* BEGIN DATA PROVIDED *

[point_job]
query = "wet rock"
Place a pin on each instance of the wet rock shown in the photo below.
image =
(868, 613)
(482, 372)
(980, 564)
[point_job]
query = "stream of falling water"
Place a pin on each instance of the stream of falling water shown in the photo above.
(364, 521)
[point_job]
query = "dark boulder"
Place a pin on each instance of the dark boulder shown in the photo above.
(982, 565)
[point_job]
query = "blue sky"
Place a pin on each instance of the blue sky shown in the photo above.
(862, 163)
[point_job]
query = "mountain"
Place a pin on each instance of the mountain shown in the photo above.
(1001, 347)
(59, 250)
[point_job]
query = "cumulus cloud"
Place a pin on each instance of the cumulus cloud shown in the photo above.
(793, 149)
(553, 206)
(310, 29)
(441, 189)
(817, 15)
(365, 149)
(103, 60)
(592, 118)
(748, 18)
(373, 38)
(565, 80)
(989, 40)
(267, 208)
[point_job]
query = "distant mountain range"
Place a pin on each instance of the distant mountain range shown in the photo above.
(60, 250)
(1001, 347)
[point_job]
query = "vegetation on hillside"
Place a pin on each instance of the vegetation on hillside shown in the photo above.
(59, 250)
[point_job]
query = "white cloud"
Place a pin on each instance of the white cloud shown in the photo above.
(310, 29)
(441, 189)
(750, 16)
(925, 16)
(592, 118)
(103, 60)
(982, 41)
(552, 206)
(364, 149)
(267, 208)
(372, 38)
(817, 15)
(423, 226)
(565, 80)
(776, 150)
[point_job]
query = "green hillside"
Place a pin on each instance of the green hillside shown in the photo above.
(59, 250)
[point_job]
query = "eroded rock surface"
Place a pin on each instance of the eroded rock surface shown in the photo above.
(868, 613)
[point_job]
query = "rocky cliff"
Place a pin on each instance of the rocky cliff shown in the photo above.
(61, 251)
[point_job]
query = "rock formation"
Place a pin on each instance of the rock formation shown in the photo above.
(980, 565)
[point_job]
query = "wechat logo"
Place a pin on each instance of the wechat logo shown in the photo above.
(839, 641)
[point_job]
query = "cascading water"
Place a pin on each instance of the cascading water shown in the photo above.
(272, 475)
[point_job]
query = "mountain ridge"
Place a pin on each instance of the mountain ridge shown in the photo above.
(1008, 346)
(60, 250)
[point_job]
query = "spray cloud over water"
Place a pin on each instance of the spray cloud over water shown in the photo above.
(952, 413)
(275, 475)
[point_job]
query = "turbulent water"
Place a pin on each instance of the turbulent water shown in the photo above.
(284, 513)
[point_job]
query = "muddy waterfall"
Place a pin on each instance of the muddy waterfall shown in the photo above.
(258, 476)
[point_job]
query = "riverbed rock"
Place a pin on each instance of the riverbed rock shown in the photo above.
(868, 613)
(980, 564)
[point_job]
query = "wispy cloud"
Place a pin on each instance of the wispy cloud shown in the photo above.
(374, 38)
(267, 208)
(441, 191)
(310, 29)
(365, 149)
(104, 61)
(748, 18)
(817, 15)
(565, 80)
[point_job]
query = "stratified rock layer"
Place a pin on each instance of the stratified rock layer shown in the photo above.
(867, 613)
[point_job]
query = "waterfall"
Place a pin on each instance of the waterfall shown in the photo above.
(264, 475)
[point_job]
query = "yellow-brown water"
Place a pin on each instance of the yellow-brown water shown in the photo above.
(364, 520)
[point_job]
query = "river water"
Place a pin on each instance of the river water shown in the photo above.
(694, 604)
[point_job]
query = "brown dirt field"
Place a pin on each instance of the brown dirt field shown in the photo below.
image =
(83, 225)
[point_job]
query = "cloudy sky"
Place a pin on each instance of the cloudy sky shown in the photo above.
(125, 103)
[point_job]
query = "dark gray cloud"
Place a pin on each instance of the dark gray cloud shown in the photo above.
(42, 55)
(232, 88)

* END DATA PROVIDED *

— WHAT IS EXPECTED —
Each record above should be returned exactly as it appears.

— SOLUTION FOR THIS PROBLEM —
[point_job]
query = "wet rock"
Place a pin on each instance of the wet rock shown in the photo below.
image =
(868, 613)
(482, 372)
(980, 564)
[point_job]
query = "stream of falling water"
Place a pin on each instance of the stream of falling water shown in the photo above.
(364, 521)
[point_job]
query = "dark boulder"
Place a pin on each instance of the dark boulder shown in the photo above.
(982, 565)
[point_job]
query = "blue sky"
Place a pin on each instance of the blue sky shown in the photo above.
(862, 163)
[point_job]
query = "mountain"
Place a pin on each instance of the mountain shown in the photo above.
(1001, 347)
(59, 250)
[point_job]
query = "cumulus cloud"
Place a pin on each instance of the cumulus cloud shown in the photo above.
(793, 149)
(553, 206)
(310, 29)
(441, 189)
(817, 15)
(365, 149)
(103, 60)
(592, 118)
(748, 18)
(373, 38)
(565, 80)
(989, 40)
(267, 208)
[point_job]
query = "distant mountain range"
Place a pin on each instance of the distant mountain range shown in the photo above.
(60, 250)
(1001, 347)
[point_job]
query = "vegetation on hillside"
Place a pin on each instance of the vegetation on hillside shown in the photo above.
(59, 250)
[point_job]
query = "white cloud"
Place a pin on each instance of the white cloud shown in the photo above.
(310, 29)
(441, 189)
(750, 16)
(925, 16)
(592, 118)
(103, 60)
(982, 41)
(552, 206)
(364, 149)
(267, 208)
(372, 38)
(817, 15)
(423, 226)
(565, 80)
(776, 150)
[point_job]
query = "green hillside"
Place a pin on each instance of the green hillside shown in the photo above.
(59, 250)
[point_job]
query = "eroded rock surface"
Place a pin on each instance of the eroded rock surface shown in the photo above.
(868, 613)
[point_job]
query = "rocky cliff"
Place a pin on each instance of the rocky cliff shown in the photo above.
(61, 251)
[point_job]
query = "rock formation"
Place a pin on each instance of the rock formation shown in the photo above.
(980, 565)
[point_job]
query = "wechat logo"
Place a pin on each instance of the wechat logo shown in the photo above.
(839, 641)
[point_job]
query = "cascading water"
Place a pin on each instance of the cascading water shown in the photo above.
(272, 475)
[point_job]
query = "mountain ridge"
Place a pin on each instance of the mountain ridge shown in the photo above.
(1008, 346)
(60, 250)
[point_job]
query = "spray cloud over water"
Place a pin on each instance of the spray cloud over water shown in the photo above.
(952, 413)
(275, 475)
[point_job]
query = "turbulent water"
Place a pin on each instance of the turbulent water shown in the photo above.
(284, 513)
[point_job]
query = "muddy waterfall"
Place a pin on each instance of the muddy waterfall shown in the photo above.
(258, 476)
[point_job]
query = "riverbed rock"
Place a pin on each instance of the riverbed rock shown in the photo above.
(868, 613)
(980, 564)
[point_job]
query = "wispy cloud"
Place a pin on each instance of the wispy cloud shown in the photo above.
(374, 38)
(267, 208)
(441, 191)
(310, 29)
(365, 149)
(104, 61)
(748, 18)
(817, 15)
(565, 80)
[point_job]
query = "stratified rock layer"
Place a pin on each instance of the stratified rock layer shown in the photo above.
(867, 613)
[point_job]
query = "waterfall"
Place a pin on each instance of the waterfall shown in the photo above.
(264, 475)
[point_job]
query = "yellow-brown water"
Place a pin on each instance of the yellow-brown water shown in the photo above.
(364, 520)
[point_job]
query = "river water"
Place a pin on each instance of the river water shown in the photo above.
(694, 604)
[point_job]
query = "brown dirt field"
Place a pin on each instance of the brown dirt field shown in the photo below.
image =
(83, 225)
[point_job]
query = "cloudy sky"
Place a pin on each instance of the cloudy sky shown in the photo above.
(125, 103)
[point_job]
query = "dark gray cloud"
Place a pin on each instance of the dark gray cloud shown in the photo above.
(42, 55)
(232, 88)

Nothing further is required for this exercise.